◆ Problem to solve
Give the lines below again exactly, starting with the line that holds "Target: distant hillside" and going on through the line that holds "Mark one point on every instance of the grass verge".

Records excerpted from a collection
----

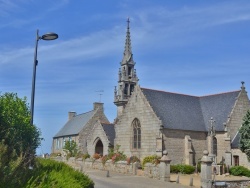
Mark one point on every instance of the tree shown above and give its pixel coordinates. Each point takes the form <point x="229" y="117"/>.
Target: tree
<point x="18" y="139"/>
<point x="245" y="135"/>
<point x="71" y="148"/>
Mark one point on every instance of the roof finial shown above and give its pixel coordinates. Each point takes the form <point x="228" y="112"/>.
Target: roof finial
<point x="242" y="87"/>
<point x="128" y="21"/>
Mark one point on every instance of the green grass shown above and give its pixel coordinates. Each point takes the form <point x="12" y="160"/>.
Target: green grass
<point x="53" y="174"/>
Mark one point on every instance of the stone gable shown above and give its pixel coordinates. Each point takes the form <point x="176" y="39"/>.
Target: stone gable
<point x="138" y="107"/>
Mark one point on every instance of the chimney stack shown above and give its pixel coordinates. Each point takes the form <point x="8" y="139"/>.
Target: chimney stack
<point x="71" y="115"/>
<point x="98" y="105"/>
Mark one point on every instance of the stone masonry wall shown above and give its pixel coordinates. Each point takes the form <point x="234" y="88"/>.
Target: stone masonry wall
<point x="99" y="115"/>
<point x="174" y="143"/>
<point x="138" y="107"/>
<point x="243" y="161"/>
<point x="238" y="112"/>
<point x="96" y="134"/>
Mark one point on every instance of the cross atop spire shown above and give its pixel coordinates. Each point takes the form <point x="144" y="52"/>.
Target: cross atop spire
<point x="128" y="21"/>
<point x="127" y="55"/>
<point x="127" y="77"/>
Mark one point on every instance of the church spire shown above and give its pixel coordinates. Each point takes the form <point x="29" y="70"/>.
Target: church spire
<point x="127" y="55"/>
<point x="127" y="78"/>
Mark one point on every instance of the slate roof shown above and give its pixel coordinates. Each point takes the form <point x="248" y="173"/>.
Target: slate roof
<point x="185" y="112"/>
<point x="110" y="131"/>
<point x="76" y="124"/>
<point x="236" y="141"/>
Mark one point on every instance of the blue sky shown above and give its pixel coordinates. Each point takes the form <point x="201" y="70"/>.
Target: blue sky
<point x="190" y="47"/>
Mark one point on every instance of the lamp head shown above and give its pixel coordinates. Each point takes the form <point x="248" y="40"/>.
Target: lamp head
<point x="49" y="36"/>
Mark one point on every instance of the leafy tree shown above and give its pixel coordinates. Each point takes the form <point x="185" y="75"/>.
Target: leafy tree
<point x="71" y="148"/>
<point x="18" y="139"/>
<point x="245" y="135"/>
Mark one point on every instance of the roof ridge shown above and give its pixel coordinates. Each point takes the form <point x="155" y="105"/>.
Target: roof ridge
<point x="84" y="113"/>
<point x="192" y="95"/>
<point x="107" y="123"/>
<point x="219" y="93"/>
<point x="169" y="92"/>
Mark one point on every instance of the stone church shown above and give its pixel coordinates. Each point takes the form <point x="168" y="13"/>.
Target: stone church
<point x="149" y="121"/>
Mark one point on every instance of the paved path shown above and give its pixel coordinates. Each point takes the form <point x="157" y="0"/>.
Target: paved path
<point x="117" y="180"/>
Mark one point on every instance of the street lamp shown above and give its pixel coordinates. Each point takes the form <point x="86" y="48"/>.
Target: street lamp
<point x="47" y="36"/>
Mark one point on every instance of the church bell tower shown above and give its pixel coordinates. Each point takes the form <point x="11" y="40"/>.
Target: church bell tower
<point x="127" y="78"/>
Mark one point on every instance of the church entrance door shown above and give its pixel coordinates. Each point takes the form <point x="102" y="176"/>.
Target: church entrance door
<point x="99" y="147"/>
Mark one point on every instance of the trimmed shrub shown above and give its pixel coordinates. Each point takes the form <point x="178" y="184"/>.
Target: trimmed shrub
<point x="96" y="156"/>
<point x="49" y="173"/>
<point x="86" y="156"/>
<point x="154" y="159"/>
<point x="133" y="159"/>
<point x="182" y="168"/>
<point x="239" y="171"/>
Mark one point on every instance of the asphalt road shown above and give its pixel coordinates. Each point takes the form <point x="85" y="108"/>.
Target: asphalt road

----

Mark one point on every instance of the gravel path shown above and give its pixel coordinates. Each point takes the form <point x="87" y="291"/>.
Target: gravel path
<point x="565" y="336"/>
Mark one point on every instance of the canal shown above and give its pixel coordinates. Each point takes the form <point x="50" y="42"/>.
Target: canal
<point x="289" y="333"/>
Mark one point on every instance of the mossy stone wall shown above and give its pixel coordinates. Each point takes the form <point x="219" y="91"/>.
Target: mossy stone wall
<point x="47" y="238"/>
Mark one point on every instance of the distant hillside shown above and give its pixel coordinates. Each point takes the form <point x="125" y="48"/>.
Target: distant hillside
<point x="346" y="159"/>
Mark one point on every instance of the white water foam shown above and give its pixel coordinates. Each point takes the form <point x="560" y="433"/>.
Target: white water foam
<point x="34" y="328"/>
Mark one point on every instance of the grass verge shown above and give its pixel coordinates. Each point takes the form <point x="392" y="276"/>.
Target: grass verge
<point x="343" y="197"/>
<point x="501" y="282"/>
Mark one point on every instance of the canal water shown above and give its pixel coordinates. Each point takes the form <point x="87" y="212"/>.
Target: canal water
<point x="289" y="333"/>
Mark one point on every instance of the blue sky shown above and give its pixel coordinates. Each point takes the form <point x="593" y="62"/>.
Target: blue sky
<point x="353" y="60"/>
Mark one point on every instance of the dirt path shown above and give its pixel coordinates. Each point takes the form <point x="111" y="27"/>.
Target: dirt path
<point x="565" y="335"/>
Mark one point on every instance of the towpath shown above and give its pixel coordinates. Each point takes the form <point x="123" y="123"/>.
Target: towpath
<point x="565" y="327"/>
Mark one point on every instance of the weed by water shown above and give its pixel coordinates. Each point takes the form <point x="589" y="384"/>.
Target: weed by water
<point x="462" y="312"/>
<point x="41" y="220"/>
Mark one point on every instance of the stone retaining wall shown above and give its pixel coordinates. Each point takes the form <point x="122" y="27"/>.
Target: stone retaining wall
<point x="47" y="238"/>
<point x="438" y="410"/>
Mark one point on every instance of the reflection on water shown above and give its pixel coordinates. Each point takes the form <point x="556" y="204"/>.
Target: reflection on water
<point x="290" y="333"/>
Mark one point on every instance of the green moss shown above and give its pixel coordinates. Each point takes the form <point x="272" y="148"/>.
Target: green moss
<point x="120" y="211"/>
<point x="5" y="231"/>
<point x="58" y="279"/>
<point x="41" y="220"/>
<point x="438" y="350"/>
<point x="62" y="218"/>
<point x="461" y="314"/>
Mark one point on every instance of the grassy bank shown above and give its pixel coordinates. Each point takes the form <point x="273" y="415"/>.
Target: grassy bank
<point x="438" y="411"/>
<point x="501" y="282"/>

----

◆ Response to the exercise
Target: distant hillside
<point x="346" y="159"/>
Mark one point on every instance of the white water foam shown above and give its pixel coordinates. Each point takes the form <point x="560" y="433"/>.
Target: white water foam
<point x="34" y="328"/>
Mark one point on every instance of the grass verge shown above and give its pixel coordinates. Each point takes the form <point x="392" y="276"/>.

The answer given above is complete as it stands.